====== PAGE ======
La norme 62 de l'AAOIFI pourrait-elle sonner le glas des sukuk "asset-based" et ouvrir l'ère des sukuk "asset-backed". Une révolution aussi exaltante qu'intimidante pour le marché. Entre exigence de transparence et quête d'authenticité, les sukuk jouent leur crédibilité et leur avenir. Décryptage d'un texte qui bouscule la finance islamique et qui fera date.
Publiée fin 2023 sous forme d'exposure draft, cette nouvelle mouture de la norme régissant les certificats d'investissement islamiques a fait l'effet d'une petite déflagration dans la communauté financière islamique. En cause : sa section 5 qui n'impose rien de moins qu'un véritable transfert de propriété des actifs sous-jacents aux sukuk, là où un simple adossement suffisait jusqu'à présent.
Asset-backed vs asset-based : le grand schisme?
====== LIGNES DE DONNÉES ======
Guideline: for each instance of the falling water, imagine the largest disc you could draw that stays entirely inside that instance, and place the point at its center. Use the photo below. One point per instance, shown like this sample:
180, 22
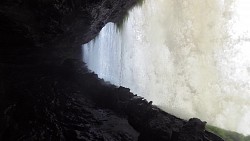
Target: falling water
190, 57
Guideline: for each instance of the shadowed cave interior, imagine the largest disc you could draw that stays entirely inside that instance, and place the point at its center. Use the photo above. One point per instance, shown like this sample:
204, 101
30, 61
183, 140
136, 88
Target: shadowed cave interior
47, 91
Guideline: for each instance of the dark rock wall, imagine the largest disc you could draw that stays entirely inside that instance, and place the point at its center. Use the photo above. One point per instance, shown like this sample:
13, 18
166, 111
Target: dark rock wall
34, 31
43, 97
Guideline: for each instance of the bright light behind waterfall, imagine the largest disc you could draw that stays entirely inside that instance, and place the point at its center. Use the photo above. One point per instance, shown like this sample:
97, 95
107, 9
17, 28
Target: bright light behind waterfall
190, 57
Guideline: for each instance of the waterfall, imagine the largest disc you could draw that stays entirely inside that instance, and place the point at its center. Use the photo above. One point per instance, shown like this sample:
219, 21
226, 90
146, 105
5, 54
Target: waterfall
190, 57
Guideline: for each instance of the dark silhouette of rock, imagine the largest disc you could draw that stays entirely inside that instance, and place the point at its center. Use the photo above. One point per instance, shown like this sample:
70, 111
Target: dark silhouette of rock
45, 96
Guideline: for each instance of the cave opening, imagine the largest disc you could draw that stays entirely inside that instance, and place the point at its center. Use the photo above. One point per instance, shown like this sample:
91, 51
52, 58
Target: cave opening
191, 58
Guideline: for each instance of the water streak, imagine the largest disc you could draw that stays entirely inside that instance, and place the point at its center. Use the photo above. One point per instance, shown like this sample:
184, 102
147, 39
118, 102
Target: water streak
190, 57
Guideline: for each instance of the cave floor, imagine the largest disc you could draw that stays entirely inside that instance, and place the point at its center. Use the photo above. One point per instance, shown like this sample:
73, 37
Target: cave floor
47, 103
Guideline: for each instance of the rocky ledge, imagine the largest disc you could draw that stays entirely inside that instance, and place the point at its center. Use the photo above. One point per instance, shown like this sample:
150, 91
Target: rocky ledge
67, 102
43, 100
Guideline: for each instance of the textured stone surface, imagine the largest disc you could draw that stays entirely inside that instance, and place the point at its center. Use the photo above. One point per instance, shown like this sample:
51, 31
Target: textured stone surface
43, 97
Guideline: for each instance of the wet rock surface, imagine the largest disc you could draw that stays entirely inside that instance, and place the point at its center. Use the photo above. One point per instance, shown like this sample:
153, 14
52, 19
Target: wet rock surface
44, 96
67, 102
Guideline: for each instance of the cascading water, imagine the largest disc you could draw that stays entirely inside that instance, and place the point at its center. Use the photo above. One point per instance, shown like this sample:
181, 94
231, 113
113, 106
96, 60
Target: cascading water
190, 57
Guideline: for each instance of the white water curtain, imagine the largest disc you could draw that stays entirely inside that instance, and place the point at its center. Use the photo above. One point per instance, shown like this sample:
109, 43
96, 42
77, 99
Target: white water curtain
190, 57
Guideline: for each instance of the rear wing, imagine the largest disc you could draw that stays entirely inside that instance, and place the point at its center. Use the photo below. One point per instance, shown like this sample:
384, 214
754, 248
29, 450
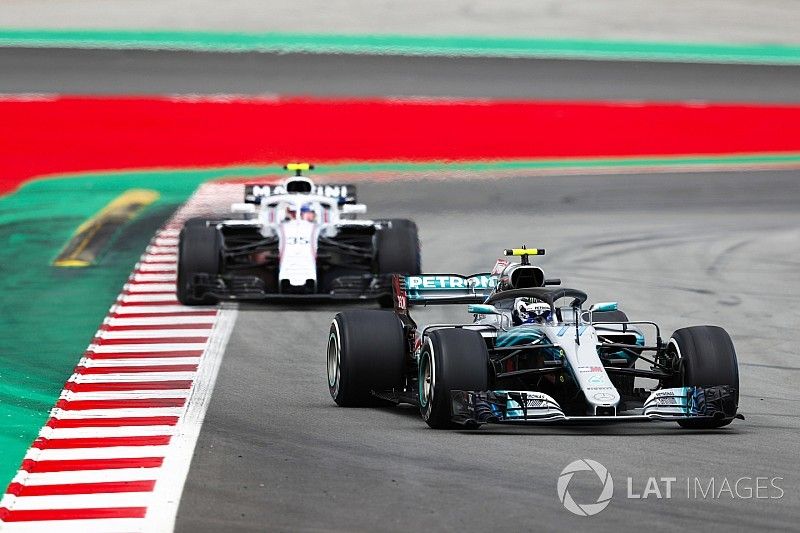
======
- CONSIGNE A: Relevez tous les nombres écrits en chiffres dans le texte sur les sukuk.
- CONSIGNE B: Écrivez la suite du texte sur les sukuk en reprenant après sa dernière phrase.

- RÉPONSE FINALE A: 62, 2023, 5

- RÉPONSE FINALE B:
Jusqu'ici, une majorité des sukuk émis répondaient au modèle "asset-based". Les actifs n'y servaient que de référence contractuelle mais restaient in fine propriété de l'émetteur. Seul leur usufruit (flux de revenus) était transféré temporairement aux investisseurs (beneficial ownership). La nouvelle norme AAOIFI SS N°62 veut mettre fin à ce régime en exigeant des sukuk "asset-backed" où les porteurs ont un droit de propriété réel sur les actifs, qu'ils soient corporels (immobilier, équipements) ou incorporels (droits, services). Cette évolution implique l'obligation de sortir ces actifs du bilan de l'émetteur, sauf empêchement juridique.
Un séisme pour les émetteurs...
Cette mutation s'annonce véritablement sismique pour les émetteurs. Complexité juridique accrue avec la nécessité de garantir un transfert juridique des actifs, coûts supplémentaires liés aux formalités de cession (enregistrement, taxes), exposition directe des investisseurs aux risques de performance... Autant de freins potentiels qui pourraient refroidir l'appétit des émetteurs et ralentir le marché, voire créer une fracture entre ceux qui joueront le jeu du nouveau standard et les autres.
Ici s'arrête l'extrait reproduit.